» **Exercise instructions**: Count the lines in the material below that contain the string "object", matching case exactly, and reply with only that number.

» **Records shown**:
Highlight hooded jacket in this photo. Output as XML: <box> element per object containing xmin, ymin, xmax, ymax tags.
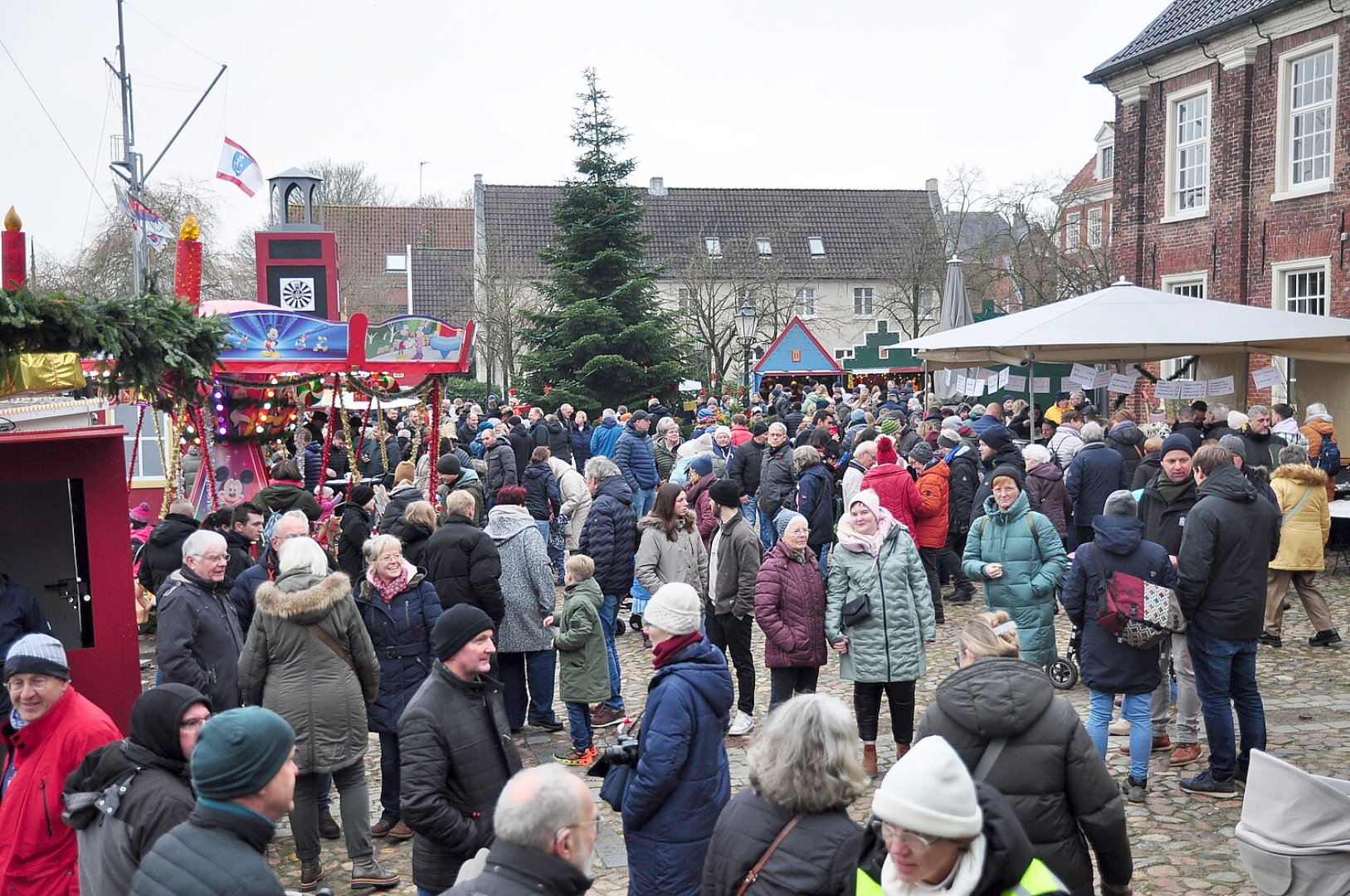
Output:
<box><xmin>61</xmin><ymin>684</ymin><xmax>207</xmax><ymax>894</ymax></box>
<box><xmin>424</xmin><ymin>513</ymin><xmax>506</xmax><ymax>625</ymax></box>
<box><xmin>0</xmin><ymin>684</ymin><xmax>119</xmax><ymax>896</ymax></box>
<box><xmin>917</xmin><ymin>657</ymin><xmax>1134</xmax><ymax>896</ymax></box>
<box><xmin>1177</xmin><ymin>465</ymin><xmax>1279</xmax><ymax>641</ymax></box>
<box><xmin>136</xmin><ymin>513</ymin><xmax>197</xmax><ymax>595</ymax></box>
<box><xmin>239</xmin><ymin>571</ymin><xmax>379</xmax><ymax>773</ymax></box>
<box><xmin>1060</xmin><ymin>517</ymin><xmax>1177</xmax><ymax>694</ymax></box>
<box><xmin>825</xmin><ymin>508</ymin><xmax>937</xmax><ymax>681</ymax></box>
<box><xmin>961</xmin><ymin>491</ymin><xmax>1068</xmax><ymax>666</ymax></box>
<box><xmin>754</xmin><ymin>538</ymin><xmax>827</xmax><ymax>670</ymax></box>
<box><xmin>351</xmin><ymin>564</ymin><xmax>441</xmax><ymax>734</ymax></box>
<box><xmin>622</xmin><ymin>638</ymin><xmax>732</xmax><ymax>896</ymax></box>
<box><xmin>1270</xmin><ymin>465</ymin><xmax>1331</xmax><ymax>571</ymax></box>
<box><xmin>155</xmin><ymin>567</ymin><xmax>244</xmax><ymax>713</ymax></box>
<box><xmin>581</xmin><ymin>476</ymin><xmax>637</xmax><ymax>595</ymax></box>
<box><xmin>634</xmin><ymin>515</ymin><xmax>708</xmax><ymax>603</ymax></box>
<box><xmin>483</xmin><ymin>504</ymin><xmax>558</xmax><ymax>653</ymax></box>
---
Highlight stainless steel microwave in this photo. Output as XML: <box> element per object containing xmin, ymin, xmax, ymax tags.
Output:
* * *
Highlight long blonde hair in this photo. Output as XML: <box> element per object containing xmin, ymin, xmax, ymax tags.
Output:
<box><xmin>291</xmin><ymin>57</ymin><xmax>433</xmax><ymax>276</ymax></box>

» **Solution for this task**: 3